■ Selection:

The Movement to Hold AI Accountable Gains More Steam

A New York City law requires algorithms used in hiring to be “audited” for bias. It’s the first in the US—and part of a larger push toward regulation.
Stack of papers with multicolored paperclips on edges of the pages
Photograph: MirageC/Getty Images

Algorithms play a growing role in our lives, even as their flaws are becoming more apparent: A Michigan man wrongly accused of fraud had to file for bankruptcy; automated screening tools disproportionately harm people of color who want to buy a home or rent an apartment; Black Facebook users were subjected to more abuse than white users. Other automated systems have improperly rated teachers, graded students, and flagged people with dark skin more often for cheating on tests.

Now, efforts are underway to better understand how AI works and hold users accountable. New York’s City Council last month adopted a law requiring audits of algorithms used by employers in hiring or promotion. The law, the first of its kind in the nation, requires employers to bring in outsiders to assess whether an algorithm exhibits bias based on sex, race, or ethnicity. Employers also must tell job applicants who live in New York when artificial intelligence plays a role in deciding who gets hired or promoted.

In Washington, DC, members of Congress are drafting a bill that would require businesses to evaluate automated decisionmaking systems used in areas such as health care, housing, employment, or education, and report the findings to the Federal Trade Commission; three of the FTC’s five members support stronger regulation of algorithms. An AI Bill of Rights proposed last month by the White House calls for disclosing when AI makes decisions that impact a person’s civil rights, and it says AI systems should be “carefully audited” for accuracy and bias, among other things.

Elsewhere, European Union lawmakers are considering legislation requiring inspection of AI deemed high-risk and creating a public registry of high-risk systems. Countries including China, Canada, Germany, and the UK have also taken steps to regulate AI in recent years.

Julia Stoyanovich, an associate professor at New York University who served on the New York City Automated Decision Systems Task Force, says she and students recently examined a hiring tool and found it assigned people different personality scores based on the software program with which they created their résumé. Other studies have found that hiring algorithms favor applicants based on where they went to school, their accent, whether they wear glasses, or whether there’s a bookshelf in the background.

Stoyanovich supports the disclosure requirement in the New York City law, but she says the auditing requirement is flawed because it only applies to discrimination based on gender or race. She says the algorithm that rated people based on the font in their résumé would pass muster under the law because it didn’t discriminate on those grounds.

■ Challenges:
a) How would you put this sentence from the AI accountability article into Spanish: "Countries including China, Canada, Germany, and the UK have also taken steps to regulate AI in recent years."?
b) Could you write the next few sentences of the AI accountability article, picking up after its final sentence?

■ Dataset excerpts:

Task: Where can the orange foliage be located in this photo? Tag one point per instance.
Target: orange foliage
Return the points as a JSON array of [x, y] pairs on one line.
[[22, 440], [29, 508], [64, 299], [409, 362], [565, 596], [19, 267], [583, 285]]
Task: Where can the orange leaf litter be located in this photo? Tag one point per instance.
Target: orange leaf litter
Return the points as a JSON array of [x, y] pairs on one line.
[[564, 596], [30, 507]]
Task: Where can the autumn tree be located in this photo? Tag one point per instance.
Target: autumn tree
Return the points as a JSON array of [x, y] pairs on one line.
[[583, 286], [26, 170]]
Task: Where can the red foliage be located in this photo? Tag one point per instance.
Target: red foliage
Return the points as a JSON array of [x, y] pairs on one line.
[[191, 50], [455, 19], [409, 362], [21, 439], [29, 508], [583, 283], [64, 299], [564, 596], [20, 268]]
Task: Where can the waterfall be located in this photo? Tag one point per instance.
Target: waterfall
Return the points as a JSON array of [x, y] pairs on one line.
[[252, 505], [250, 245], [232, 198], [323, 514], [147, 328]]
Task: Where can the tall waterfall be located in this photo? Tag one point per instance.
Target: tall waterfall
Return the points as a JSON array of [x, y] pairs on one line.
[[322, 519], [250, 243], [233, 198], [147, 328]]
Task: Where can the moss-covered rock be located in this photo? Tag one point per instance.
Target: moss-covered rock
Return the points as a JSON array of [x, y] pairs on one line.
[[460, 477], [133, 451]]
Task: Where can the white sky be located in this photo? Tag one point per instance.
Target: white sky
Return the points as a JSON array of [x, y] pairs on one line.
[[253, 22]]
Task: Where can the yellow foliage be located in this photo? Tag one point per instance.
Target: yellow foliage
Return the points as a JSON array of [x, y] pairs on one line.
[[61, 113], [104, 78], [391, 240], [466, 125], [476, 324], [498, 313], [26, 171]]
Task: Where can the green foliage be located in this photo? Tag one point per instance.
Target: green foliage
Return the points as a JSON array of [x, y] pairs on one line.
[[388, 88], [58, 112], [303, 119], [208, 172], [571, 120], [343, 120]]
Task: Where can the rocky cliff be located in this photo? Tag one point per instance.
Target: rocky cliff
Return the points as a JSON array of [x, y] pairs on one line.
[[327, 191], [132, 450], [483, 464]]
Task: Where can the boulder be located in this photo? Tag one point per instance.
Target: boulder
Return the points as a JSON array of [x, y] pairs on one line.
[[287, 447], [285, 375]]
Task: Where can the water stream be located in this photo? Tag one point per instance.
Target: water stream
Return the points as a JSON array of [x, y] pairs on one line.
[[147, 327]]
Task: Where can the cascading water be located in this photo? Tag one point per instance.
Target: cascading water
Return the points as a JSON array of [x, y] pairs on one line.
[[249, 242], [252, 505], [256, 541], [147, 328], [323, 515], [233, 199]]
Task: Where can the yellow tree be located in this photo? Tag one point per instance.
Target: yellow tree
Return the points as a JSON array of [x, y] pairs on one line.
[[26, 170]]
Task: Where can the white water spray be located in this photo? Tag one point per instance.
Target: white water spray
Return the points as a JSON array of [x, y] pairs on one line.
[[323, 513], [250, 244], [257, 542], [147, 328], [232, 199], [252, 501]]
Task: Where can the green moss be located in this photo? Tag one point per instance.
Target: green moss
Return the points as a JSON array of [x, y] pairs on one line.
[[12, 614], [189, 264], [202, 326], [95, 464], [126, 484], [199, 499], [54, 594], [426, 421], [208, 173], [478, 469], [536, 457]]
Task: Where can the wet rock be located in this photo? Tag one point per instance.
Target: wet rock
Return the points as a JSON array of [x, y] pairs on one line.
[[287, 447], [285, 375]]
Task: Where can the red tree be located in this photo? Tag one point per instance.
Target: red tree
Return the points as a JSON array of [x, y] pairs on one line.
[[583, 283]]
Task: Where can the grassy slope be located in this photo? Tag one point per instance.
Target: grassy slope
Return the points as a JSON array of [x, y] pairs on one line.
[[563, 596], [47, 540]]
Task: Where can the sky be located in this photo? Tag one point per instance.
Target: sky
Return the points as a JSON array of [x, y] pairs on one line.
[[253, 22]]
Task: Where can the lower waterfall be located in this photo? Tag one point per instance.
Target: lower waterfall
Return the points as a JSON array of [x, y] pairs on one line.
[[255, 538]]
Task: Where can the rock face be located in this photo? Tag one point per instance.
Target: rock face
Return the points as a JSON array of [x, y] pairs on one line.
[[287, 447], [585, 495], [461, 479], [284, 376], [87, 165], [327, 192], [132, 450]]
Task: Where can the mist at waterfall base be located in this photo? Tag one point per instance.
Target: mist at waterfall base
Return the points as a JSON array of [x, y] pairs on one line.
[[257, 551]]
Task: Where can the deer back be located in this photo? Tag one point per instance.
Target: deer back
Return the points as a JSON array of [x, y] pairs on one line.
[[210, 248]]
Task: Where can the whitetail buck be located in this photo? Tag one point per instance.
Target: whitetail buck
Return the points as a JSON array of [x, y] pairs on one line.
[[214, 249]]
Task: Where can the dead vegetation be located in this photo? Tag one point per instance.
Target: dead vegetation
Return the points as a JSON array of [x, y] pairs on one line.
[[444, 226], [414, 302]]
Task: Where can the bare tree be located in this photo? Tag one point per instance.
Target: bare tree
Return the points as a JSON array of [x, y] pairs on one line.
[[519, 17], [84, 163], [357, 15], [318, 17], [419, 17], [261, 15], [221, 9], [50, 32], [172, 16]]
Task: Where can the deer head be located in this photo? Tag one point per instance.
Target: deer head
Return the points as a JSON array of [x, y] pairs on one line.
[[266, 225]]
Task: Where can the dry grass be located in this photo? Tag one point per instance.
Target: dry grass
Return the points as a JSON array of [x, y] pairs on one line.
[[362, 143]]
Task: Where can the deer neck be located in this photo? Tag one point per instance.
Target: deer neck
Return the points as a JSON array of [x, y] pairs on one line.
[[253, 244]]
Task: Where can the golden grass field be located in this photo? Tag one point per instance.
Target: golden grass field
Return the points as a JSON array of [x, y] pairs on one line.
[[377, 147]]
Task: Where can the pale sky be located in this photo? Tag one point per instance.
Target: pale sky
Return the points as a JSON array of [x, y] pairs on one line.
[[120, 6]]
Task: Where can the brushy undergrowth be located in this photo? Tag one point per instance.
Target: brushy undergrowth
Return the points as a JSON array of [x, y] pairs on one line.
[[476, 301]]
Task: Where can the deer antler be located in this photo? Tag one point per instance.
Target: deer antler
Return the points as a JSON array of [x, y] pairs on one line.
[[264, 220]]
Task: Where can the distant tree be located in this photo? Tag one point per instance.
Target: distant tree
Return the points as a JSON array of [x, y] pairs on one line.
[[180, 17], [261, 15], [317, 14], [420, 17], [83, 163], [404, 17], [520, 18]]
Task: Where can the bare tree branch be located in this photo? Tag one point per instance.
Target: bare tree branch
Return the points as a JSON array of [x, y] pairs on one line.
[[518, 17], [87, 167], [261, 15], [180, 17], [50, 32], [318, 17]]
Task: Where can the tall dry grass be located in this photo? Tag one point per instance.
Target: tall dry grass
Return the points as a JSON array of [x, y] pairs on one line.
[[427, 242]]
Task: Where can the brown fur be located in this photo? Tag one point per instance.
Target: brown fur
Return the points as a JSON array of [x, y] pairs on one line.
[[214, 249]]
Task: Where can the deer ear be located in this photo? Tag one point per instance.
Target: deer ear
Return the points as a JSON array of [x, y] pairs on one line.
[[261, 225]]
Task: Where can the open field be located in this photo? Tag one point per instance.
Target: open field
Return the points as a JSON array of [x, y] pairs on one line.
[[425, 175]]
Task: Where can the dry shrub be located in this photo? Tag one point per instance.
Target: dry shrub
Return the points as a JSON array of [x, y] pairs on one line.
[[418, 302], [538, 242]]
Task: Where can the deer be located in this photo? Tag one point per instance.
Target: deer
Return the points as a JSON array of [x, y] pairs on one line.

■ Responses for each task:
a) Países como China, Canadá, Alemania y el Reino Unido también han tomado medidas para regular la IA en los últimos años.

b)
“Some of these tools are truly nonsensical,” she says. “These are things we really should know as members of the public and just as people. All of us are going to apply for jobs at some point.”

Some proponents of greater scrutiny favor mandatory audits of algorithms similar to the audits of companies' financials. Others prefer “impact assessments” akin to environmental impact reports. Both groups agree that the field desperately needs standards for how such reviews should be conducted and what they should include. Without standards, businesses could engage in “ethics washing” by arranging for favorable audits. Proponents say the reviews won’t solve all problems associated with algorithms, but they would help hold the makers and users of AI legally accountable.

A forthcoming report by the Algorithmic Justice League (AJL), a private nonprofit, recommends requiring disclosure when an AI model is used and creating a public repository of incidents where AI caused harm. The repository could help auditors spot potential problems with algorithms, and help regulators investigate or fine repeat offenders. AJL founder Joy Buolamwini coauthored an influential 2018 audit that found facial-recognition algorithms work best on white men and worst on women with dark skin.

The report says it’s crucial that auditors be independent and results be publicly reviewable. Without those safeguards, “there’s no accountability mechanism at all,” says AJL head of research Sasha Costanza-Chock. “If they want to, they can just bury it; if a problem is found, there’s no guarantee that it’s addressed. It’s toothless, it’s secretive, and the auditors have no leverage.”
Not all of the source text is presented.